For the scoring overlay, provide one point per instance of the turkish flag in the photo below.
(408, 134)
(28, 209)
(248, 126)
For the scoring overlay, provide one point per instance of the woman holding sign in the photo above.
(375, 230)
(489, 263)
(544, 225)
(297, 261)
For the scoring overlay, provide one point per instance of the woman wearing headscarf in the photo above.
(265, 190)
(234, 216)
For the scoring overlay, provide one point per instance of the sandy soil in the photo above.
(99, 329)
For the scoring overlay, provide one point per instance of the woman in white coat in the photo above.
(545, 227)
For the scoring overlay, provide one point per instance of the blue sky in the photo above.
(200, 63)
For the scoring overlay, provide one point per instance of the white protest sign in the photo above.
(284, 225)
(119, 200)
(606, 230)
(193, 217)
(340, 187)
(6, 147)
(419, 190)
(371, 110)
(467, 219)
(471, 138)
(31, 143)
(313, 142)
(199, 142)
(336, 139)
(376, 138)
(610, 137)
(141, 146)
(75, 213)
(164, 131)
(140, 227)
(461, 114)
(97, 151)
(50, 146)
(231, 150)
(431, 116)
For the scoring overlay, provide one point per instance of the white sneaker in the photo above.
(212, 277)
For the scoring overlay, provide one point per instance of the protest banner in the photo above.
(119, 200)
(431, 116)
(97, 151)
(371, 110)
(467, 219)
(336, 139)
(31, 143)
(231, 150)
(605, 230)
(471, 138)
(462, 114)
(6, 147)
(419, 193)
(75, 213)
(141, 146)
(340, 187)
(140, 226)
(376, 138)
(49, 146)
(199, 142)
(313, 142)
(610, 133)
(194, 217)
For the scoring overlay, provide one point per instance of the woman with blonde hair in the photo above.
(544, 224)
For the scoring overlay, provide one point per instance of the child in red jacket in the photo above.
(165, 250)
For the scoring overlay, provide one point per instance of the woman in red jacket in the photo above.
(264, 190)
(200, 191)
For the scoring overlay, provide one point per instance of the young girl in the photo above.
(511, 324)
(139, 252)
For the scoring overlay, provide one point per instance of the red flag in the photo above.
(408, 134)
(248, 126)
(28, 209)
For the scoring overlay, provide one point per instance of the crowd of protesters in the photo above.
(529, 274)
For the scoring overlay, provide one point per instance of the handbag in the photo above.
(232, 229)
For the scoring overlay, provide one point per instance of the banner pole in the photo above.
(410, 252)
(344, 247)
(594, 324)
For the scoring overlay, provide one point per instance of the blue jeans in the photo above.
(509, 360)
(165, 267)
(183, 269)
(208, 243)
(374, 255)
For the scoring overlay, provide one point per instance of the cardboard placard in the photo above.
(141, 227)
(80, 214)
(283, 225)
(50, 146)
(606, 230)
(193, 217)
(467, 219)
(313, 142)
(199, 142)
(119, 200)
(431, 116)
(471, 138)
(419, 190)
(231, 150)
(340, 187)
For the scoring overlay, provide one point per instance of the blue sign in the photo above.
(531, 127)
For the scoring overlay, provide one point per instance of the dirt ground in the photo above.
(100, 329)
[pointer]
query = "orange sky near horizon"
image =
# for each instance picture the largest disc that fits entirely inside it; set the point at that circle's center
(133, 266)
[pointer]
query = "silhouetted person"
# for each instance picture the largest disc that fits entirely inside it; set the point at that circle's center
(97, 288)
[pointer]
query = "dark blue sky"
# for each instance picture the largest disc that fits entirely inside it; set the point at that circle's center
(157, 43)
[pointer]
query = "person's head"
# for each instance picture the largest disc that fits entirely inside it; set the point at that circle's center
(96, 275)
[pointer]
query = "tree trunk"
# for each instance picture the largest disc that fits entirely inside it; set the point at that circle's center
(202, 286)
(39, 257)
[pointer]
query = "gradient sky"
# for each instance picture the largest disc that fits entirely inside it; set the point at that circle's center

WRITTEN PROBLEM
Please recast all of the data above as a numbered list with one line per number, dropping any blank lines.

ANSWER BELOW
1. For the scoring overlay, provide one point per instance of the turkish flag in the photo below.
2. (408, 134)
3. (28, 209)
4. (248, 126)
5. For the scoring overlay, provide one point per instance of the woman holding sign in the photo above.
6. (375, 230)
7. (489, 263)
8. (544, 225)
9. (297, 261)
10. For the scoring overlay, provide one point per instance of the woman wearing headscarf in the photo above.
11. (265, 190)
12. (234, 216)
13. For the scoring overlay, provide one point per instance of the sandy soil in the photo above.
14. (99, 329)
15. For the scoring overlay, provide one point per instance of the woman in white coat in the photo above.
16. (545, 227)
17. For the scoring overlay, provide one point per instance of the blue sky in the photo above.
18. (200, 63)
19. For the scoring overlay, provide one point per instance of the white protest sign in the photo above.
20. (284, 225)
21. (119, 200)
22. (606, 230)
23. (193, 217)
24. (340, 187)
25. (6, 147)
26. (419, 190)
27. (371, 110)
28. (467, 219)
29. (471, 138)
30. (31, 143)
31. (313, 142)
32. (199, 142)
33. (336, 139)
34. (376, 138)
35. (610, 137)
36. (141, 146)
37. (75, 213)
38. (164, 131)
39. (140, 227)
40. (461, 114)
41. (97, 151)
42. (50, 146)
43. (231, 150)
44. (431, 116)
45. For the scoring overlay, provide one point per instance of the white sneaker in the photo above.
46. (212, 277)
47. For the scoring overlay, provide one point per instance of the protest banner in the photo above.
48. (119, 200)
49. (431, 116)
50. (97, 151)
51. (371, 110)
52. (467, 219)
53. (336, 139)
54. (31, 143)
55. (231, 150)
56. (605, 230)
57. (471, 138)
58. (462, 114)
59. (6, 147)
60. (419, 193)
61. (75, 213)
62. (141, 146)
63. (340, 187)
64. (140, 226)
65. (376, 138)
66. (49, 146)
67. (199, 142)
68. (313, 142)
69. (610, 133)
70. (194, 217)
71. For the scoring overlay, provide one point per instance of the woman with blonde hair in the photo above.
72. (544, 224)
73. For the scoring overlay, provide one point per instance of the child in red jacket in the photo above.
74. (165, 250)
75. For the scoring overlay, provide one point per instance of the woman in red jacket in the photo above.
76. (264, 190)
77. (200, 191)
78. For the scoring overlay, provide one point per instance of the young girl in the photo above.
79. (511, 324)
80. (139, 252)
81. For the scoring overlay, provide one point per instance of the red flag in the photo above.
82. (408, 134)
83. (248, 126)
84. (28, 209)
85. For the scoring overlay, provide one point per instance of the crowd of protesters in the photo above.
86. (529, 274)
87. For the scoring overlay, provide one point per instance of the handbag in the photo above.
88. (232, 229)
89. For the scoring overlay, provide one point per instance of the banner pole in the photo above.
90. (410, 252)
91. (344, 247)
92. (594, 324)
93. For the scoring overlay, provide one point per instance of the blue jeans in the photo above.
94. (509, 360)
95. (165, 267)
96. (183, 269)
97. (208, 243)
98. (374, 255)
99. For the scoring overlay, provide one point per instance of the cardboard placard in the photo above.
100. (141, 227)
101. (80, 214)
102. (283, 225)
103. (50, 146)
104. (606, 230)
105. (193, 217)
106. (467, 219)
107. (313, 142)
108. (199, 142)
109. (119, 200)
110. (431, 116)
111. (471, 138)
112. (419, 190)
113. (231, 150)
114. (340, 187)
115. For the scoring overlay, provide one point per instance of the blue sign in the photo above.
116. (531, 127)
117. For the scoring overlay, provide one point per instance of the dirt ground in the photo above.
118. (100, 329)
119. [pointer]
120. query = "orange sky near horizon"
121. image =
122. # for each instance picture the largest disc that fits entirely inside it; set the point at that circle's center
123. (133, 266)
124. [pointer]
125. query = "silhouetted person"
126. # for each instance picture the largest disc that fits entirely inside it; set the point at that circle's center
127. (97, 288)
128. [pointer]
129. query = "dark blue sky"
130. # for each instance picture the largest disc that fits entirely inside it; set the point at that circle's center
131. (157, 43)
132. [pointer]
133. query = "person's head"
134. # for each instance picture the largest disc that fits entirely inside it; set the point at that circle's center
135. (96, 275)
136. [pointer]
137. query = "tree trunk"
138. # for each instance picture the largest disc that fits entirely inside it; set the point at that circle's center
139. (202, 286)
140. (39, 257)
141. [pointer]
142. query = "gradient sky"
143. # for each instance picture the largest disc that fits entirely inside it; set the point at that circle's center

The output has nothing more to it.